▸ Page extract
President Clinton is up to something that will surely put the American people’s love of liberty to the test. He wants to assign every citizen a “unique health identifier,” an identification number that would permit the government to gather information about our health and compile it into a national database.
No one noticed when Congress approved, and Clinton signed, the mandate for a health ID system. This fits a disturbing pattern. There has been an essentially surreptitious move toward a national identification system the last several years, according to writer Claire Wolfe, who follows such things closely. Several bills approved and signed contain pieces of an emerging system that will require every American to carry a photo ID that would include personal history stored on a magnetic strip or computer chip.
This ought to disturb everyone. Who can be comfortable at the thought that the government will be collecting personal information about us and storing it in a central place? That has always been the stuff of terrifying science fiction and futurist novels featuring pervasive and oppressive governments. Is that day just around the corner?
Supporters of the proposal say it will be an efficient way to create a data bank that will be valuable in providing medical and insurance services and in advancing medical research. Insurance companies and researchers are among the proponents.
Let us not be fooled by this siren song of efficiency and science. If private firms were proposing the data bank and asking people to participate, that would be one thing. But here we are talking about the government imposing this system on all of us, compiling the information, and using it for who knows what purpose.
We cannot trust government with that kind of power.
A revealing sidelight to this story is why the proposed system would not use Social Security numbers. The reason is that too many agencies already have access to that number. But when Social Security was debated in the 1930s, Americans were assured the number would be used for no other purpose. Today, the Social Security number is used for virtually everything.

▸ Extracted information
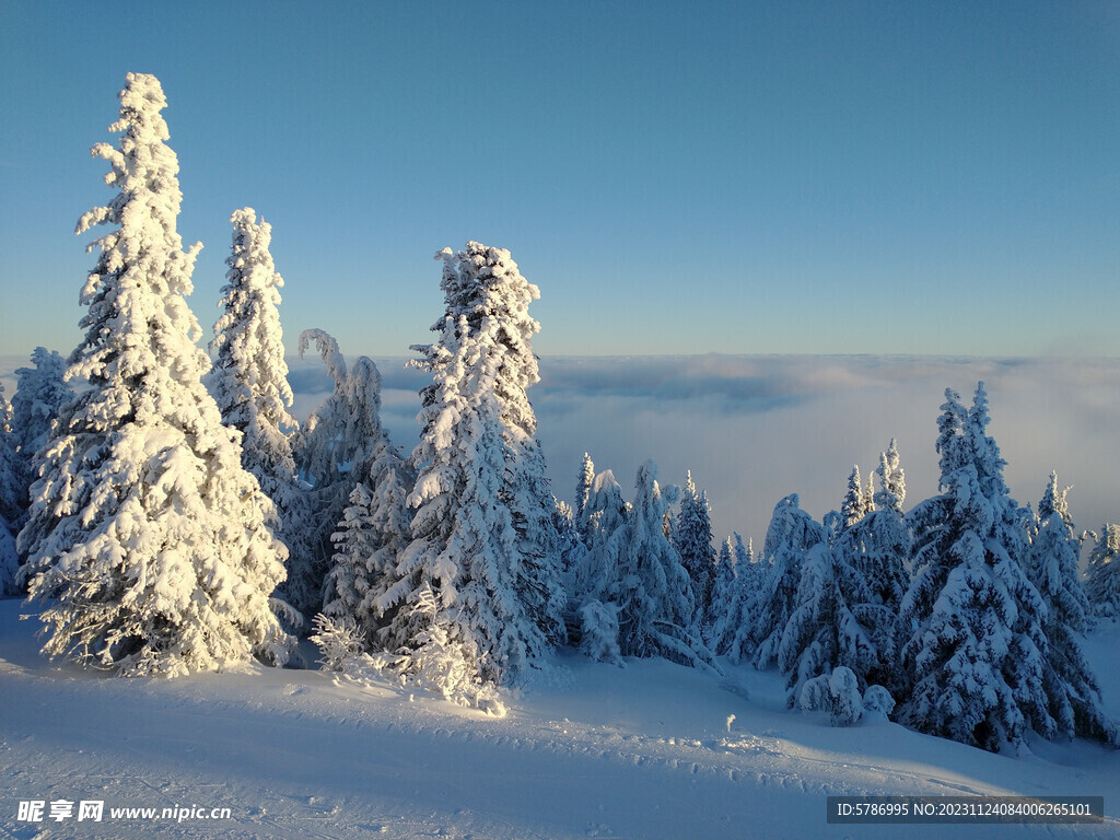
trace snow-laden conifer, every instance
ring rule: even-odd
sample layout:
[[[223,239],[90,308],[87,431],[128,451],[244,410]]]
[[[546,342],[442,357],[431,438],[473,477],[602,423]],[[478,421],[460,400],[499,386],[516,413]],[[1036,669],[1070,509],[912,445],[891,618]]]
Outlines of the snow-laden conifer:
[[[1120,525],[1105,522],[1089,556],[1085,595],[1101,618],[1120,618]]]
[[[349,504],[333,535],[335,554],[327,573],[323,612],[349,617],[366,647],[396,650],[408,638],[393,637],[393,613],[382,597],[393,585],[396,559],[410,540],[408,495],[412,469],[389,442],[388,435],[368,476],[351,491]]]
[[[34,367],[16,368],[16,393],[11,398],[11,429],[21,460],[28,465],[50,436],[50,426],[62,407],[74,399],[66,381],[66,361],[55,351],[36,347]]]
[[[16,551],[16,534],[22,510],[18,489],[24,478],[20,476],[19,455],[16,451],[16,436],[11,431],[11,405],[3,395],[0,384],[0,595],[19,595],[19,552]]]
[[[674,500],[662,493],[657,467],[637,472],[634,502],[623,529],[617,589],[618,642],[624,656],[662,656],[681,664],[711,664],[711,653],[696,629],[696,596],[680,554],[663,522]]]
[[[764,578],[763,564],[754,561],[752,547],[744,545],[737,532],[728,536],[719,552],[706,637],[717,655],[729,652],[740,622],[745,620],[746,605],[755,597]]]
[[[846,591],[846,603],[872,651],[870,661],[850,666],[861,688],[880,684],[900,697],[906,683],[898,668],[896,627],[909,586],[909,530],[902,513],[905,484],[894,440],[880,454],[876,473],[876,505],[838,536],[833,553],[840,568],[850,569],[844,579],[858,581],[856,589]]]
[[[484,683],[515,684],[566,637],[552,495],[526,394],[539,329],[528,307],[540,292],[502,249],[470,242],[437,259],[440,339],[414,347],[432,383],[421,391],[411,458],[412,541],[381,607],[399,616],[402,662],[441,634],[441,650]],[[432,609],[417,605],[424,591]]]
[[[300,357],[311,344],[327,366],[334,390],[308,418],[295,448],[300,476],[311,485],[306,492],[310,524],[302,541],[308,549],[293,558],[280,590],[306,616],[323,609],[325,597],[330,599],[324,585],[336,551],[333,536],[355,486],[370,478],[375,461],[390,446],[381,424],[377,365],[366,356],[347,365],[338,342],[321,329],[300,334]]]
[[[720,543],[719,554],[716,558],[716,573],[711,584],[711,601],[708,605],[708,617],[704,626],[708,628],[706,638],[711,640],[711,631],[716,622],[724,616],[735,597],[735,544],[728,536]],[[709,644],[712,651],[716,646]]]
[[[758,669],[776,662],[782,634],[796,608],[802,562],[822,542],[827,542],[824,528],[801,510],[796,493],[775,505],[763,543],[766,576],[735,616],[735,636],[727,651],[732,662],[753,657]]]
[[[587,534],[581,530],[584,522],[584,511],[591,497],[591,487],[595,484],[595,463],[591,456],[584,452],[584,460],[579,465],[579,476],[576,478],[576,507],[572,510],[572,521],[581,540],[586,542]]]
[[[1081,541],[1073,535],[1066,493],[1057,475],[1038,503],[1027,572],[1046,605],[1046,691],[1057,734],[1116,741],[1117,727],[1101,708],[1101,690],[1085,657],[1082,638],[1089,631],[1089,599],[1077,576]]]
[[[986,435],[987,394],[971,410],[951,390],[939,419],[942,494],[913,512],[914,579],[900,607],[913,689],[899,719],[997,750],[1028,727],[1054,734],[1043,683],[1045,606],[1021,567],[1019,514]]]
[[[68,379],[90,389],[63,409],[43,450],[19,544],[30,596],[47,604],[45,652],[121,674],[177,675],[276,663],[290,640],[269,604],[287,551],[241,466],[240,435],[202,383],[209,367],[186,302],[200,245],[176,231],[178,161],[155,76],[129,74],[119,149],[93,147],[119,192],[77,232],[116,227],[82,290],[85,337]]]
[[[587,552],[572,576],[572,598],[577,604],[617,597],[629,512],[631,505],[623,501],[615,474],[604,469],[595,476],[581,523]]]
[[[307,494],[296,475],[291,388],[280,326],[280,288],[269,245],[272,227],[250,207],[230,217],[233,242],[225,263],[222,310],[214,324],[214,366],[205,382],[222,422],[242,433],[241,464],[277,508],[277,536],[288,547],[288,586],[310,562],[314,532]],[[281,587],[284,589],[286,587]],[[306,599],[295,605],[308,612]],[[317,607],[318,605],[316,605]]]
[[[840,515],[843,517],[841,528],[851,528],[874,508],[870,493],[864,486],[864,479],[859,475],[859,465],[857,464],[851,468],[851,475],[848,476],[848,492],[844,494],[843,504],[840,507]]]
[[[16,368],[16,393],[9,412],[12,459],[3,493],[13,500],[8,520],[13,534],[27,521],[30,487],[38,472],[35,457],[47,442],[62,407],[74,398],[74,389],[65,379],[66,362],[56,352],[36,347],[31,364],[34,367]]]
[[[711,606],[716,552],[711,544],[711,506],[708,504],[708,494],[697,491],[691,472],[681,493],[681,513],[673,525],[673,545],[692,581],[696,596],[693,620],[698,626],[702,625]]]
[[[867,584],[846,562],[839,547],[816,543],[802,566],[796,606],[777,647],[777,665],[787,675],[786,700],[796,706],[805,683],[846,668],[859,689],[879,663],[867,626]]]

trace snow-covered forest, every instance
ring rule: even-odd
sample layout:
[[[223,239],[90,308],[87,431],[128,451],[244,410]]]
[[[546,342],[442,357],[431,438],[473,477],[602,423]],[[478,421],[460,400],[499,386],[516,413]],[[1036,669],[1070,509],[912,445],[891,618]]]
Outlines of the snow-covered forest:
[[[84,337],[65,360],[36,348],[0,394],[0,584],[37,615],[43,654],[136,678],[310,665],[340,698],[430,694],[498,719],[573,662],[668,662],[704,685],[750,669],[781,681],[784,715],[833,727],[889,720],[1015,760],[1120,747],[1090,641],[1120,618],[1120,525],[1075,528],[1053,473],[1037,501],[1010,496],[983,382],[930,418],[935,495],[907,495],[888,439],[820,520],[793,493],[759,542],[716,533],[718,500],[653,459],[631,480],[592,452],[550,483],[531,401],[541,291],[470,241],[436,254],[444,311],[411,348],[418,437],[391,439],[377,365],[329,324],[299,337],[333,382],[299,418],[271,228],[249,207],[200,346],[165,105],[129,74],[119,138],[93,147],[113,196],[77,224],[101,234]]]

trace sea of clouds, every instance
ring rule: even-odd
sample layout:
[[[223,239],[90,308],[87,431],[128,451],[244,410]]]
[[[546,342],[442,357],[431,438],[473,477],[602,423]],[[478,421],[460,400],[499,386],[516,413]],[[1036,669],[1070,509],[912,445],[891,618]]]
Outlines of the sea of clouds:
[[[426,375],[376,360],[383,417],[411,449]],[[934,441],[946,388],[971,404],[979,381],[1007,460],[1011,495],[1040,498],[1051,470],[1074,485],[1079,528],[1120,519],[1120,367],[1114,360],[971,360],[883,356],[545,357],[530,391],[558,497],[571,500],[585,451],[626,494],[638,466],[663,484],[688,470],[712,507],[718,540],[762,543],[774,505],[797,493],[820,519],[840,506],[858,464],[865,480],[898,441],[906,507],[937,492]],[[329,391],[321,365],[292,362],[299,417]],[[318,383],[318,384],[316,384]]]
[[[393,442],[416,445],[423,372],[376,358],[382,416]],[[0,360],[10,372],[26,360]],[[295,413],[330,391],[317,357],[289,360]],[[944,391],[971,404],[988,391],[991,426],[1020,504],[1037,504],[1056,470],[1079,529],[1120,520],[1120,366],[1111,358],[976,360],[884,356],[545,357],[530,391],[558,497],[570,501],[585,451],[633,488],[652,458],[663,484],[687,470],[707,491],[717,540],[732,531],[760,545],[790,493],[815,519],[838,508],[852,465],[865,480],[892,438],[909,508],[937,492],[936,421]]]

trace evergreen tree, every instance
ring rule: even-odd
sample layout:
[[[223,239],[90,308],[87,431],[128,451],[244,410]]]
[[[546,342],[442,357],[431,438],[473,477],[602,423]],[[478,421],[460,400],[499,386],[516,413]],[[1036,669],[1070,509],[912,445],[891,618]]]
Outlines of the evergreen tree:
[[[1043,684],[1045,607],[1020,566],[1019,514],[987,437],[983,383],[970,411],[951,390],[939,420],[942,494],[912,512],[914,579],[902,603],[899,710],[922,731],[999,749],[1054,732]]]
[[[19,553],[16,551],[18,522],[22,517],[18,488],[22,482],[19,455],[9,421],[11,405],[0,384],[0,595],[19,595]]]
[[[869,504],[868,494],[864,488],[864,479],[859,475],[859,465],[851,468],[848,476],[848,493],[844,494],[843,504],[840,507],[842,530],[847,530],[859,522],[864,516],[874,510],[874,504]]]
[[[1120,525],[1105,522],[1089,556],[1085,595],[1095,615],[1120,618]]]
[[[643,464],[623,529],[617,590],[610,600],[618,607],[624,656],[663,656],[700,666],[712,659],[693,627],[696,596],[662,525],[673,501],[657,484],[656,465]]]
[[[681,495],[681,515],[674,523],[673,545],[681,556],[696,596],[697,624],[703,624],[711,607],[716,552],[711,547],[711,506],[708,494],[697,492],[692,473],[688,474]]]
[[[732,662],[753,657],[759,670],[776,662],[782,634],[796,608],[802,561],[822,542],[827,542],[824,528],[801,510],[796,493],[775,505],[763,544],[766,576],[744,599],[734,622],[735,637],[728,646]]]
[[[289,411],[292,393],[279,312],[283,278],[269,251],[271,225],[258,223],[250,207],[234,211],[230,222],[233,243],[225,261],[230,270],[211,343],[214,366],[205,382],[222,422],[242,433],[241,465],[277,507],[276,533],[289,553],[288,580],[281,590],[297,596],[295,606],[310,615],[312,605],[295,587],[311,562],[308,534],[314,525],[292,452],[299,424]]]
[[[333,534],[335,554],[323,612],[353,619],[366,648],[394,651],[409,641],[393,637],[395,616],[391,609],[386,613],[383,598],[409,543],[408,494],[413,482],[411,468],[386,437],[370,475],[351,491],[349,505]]]
[[[896,627],[909,587],[911,538],[902,512],[906,489],[894,440],[880,454],[876,474],[880,489],[875,506],[839,536],[834,550],[840,564],[859,581],[858,594],[849,591],[847,604],[874,652],[871,661],[849,666],[861,688],[878,684],[900,697],[906,680],[898,668]]]
[[[432,384],[412,454],[412,541],[382,600],[408,640],[405,673],[438,626],[483,682],[515,684],[564,638],[552,496],[525,393],[538,379],[528,307],[540,292],[505,250],[470,242],[437,259],[440,340],[414,347]],[[426,588],[436,608],[418,612]]]
[[[711,643],[712,631],[716,623],[726,615],[732,598],[735,597],[735,544],[728,536],[719,547],[719,556],[716,558],[716,575],[711,585],[711,601],[708,605],[708,616],[704,626],[708,628],[704,636],[709,641],[709,646],[719,653],[717,646]]]
[[[595,463],[591,456],[584,452],[584,460],[579,467],[579,476],[576,479],[576,507],[572,511],[572,521],[581,540],[587,542],[587,534],[580,523],[584,522],[584,511],[587,508],[588,500],[591,497],[591,487],[595,484]]]
[[[587,553],[573,580],[573,597],[578,603],[617,596],[629,512],[631,505],[623,501],[615,474],[605,469],[595,476],[580,529],[586,534]]]
[[[8,445],[12,449],[10,484],[13,507],[9,513],[12,533],[27,521],[30,487],[35,480],[36,454],[47,442],[50,426],[62,407],[74,399],[74,389],[66,381],[66,362],[55,352],[36,347],[31,353],[34,367],[16,368],[16,393],[9,407]]]
[[[360,356],[352,366],[333,336],[305,329],[300,357],[315,344],[334,381],[334,390],[311,413],[295,448],[300,475],[311,485],[306,493],[310,525],[302,538],[307,550],[295,558],[281,594],[304,615],[323,608],[326,577],[335,554],[333,536],[355,486],[368,479],[389,438],[381,424],[381,372],[373,360]],[[367,485],[367,489],[375,488]]]
[[[28,465],[50,436],[50,424],[63,405],[74,399],[66,381],[66,361],[55,351],[36,347],[34,367],[16,368],[16,393],[11,398],[11,428],[20,459]]]
[[[1066,503],[1071,487],[1058,489],[1057,475],[1038,504],[1027,572],[1046,605],[1046,691],[1057,734],[1116,741],[1117,728],[1101,709],[1101,690],[1081,640],[1089,631],[1089,599],[1077,577],[1081,541],[1073,535]]]
[[[252,653],[279,664],[290,640],[269,596],[287,551],[202,383],[209,361],[186,302],[200,245],[185,253],[176,231],[166,100],[155,76],[130,73],[120,101],[120,148],[93,147],[119,193],[77,225],[119,225],[96,241],[81,296],[86,333],[67,376],[90,389],[54,427],[19,536],[30,596],[48,604],[44,650],[129,675]]]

▸ Exercise tasks
**1.** According to the essay on the proposed health identifier, why would the system not use Social Security numbers?
**2.** List the purposes for which, according to supporters cited in the essay on the proposed health identifier, the data bank would be valuable.
**3.** Carry on the essay on the proposed health identifier from its final sentence, keeping its tone and argument.

▸ Responses for each task
**1.** The proposed system would not use Social Security numbers because too many agencies already have access to that number.

**2.**
- Providing medical services
- Providing insurance services
- Advancing medical research

**3.**
What assurance would we have that the new number wouldn’t become as accessible as the old one? No assurance at all. Citizens jealous of their liberty and wary of government should always err on the side of caution.
There are many grounds for fighting the Clinton proposal. First, there is no constitutional authority for setting up this vast machinery for gathering medical information about citizens. Congress was delegated a few specific powers; it was forbidden to exercise any powers not delegated. It won’t do to invoke the general-welfare or commerce clause. If those were meant to be general grants of power, the framers would not have bothered to enumerate powers in Article I, Section 8. The database is unconstitutional.
Second, this plan is simply part of the piecemeal takeover of health care by the federal government. President Clinton failed to accomplish the takeover in one grab in 1993, so he switched to the backup plan, the gradual absorption of the system into the government. New regulations on insurance, new programs for children’s care, and new mandates on health maintenance organizations add up to a slow-motion power grab. It stands to reason that if the government is to control health care, it will need a data bank with health profiles on each of us.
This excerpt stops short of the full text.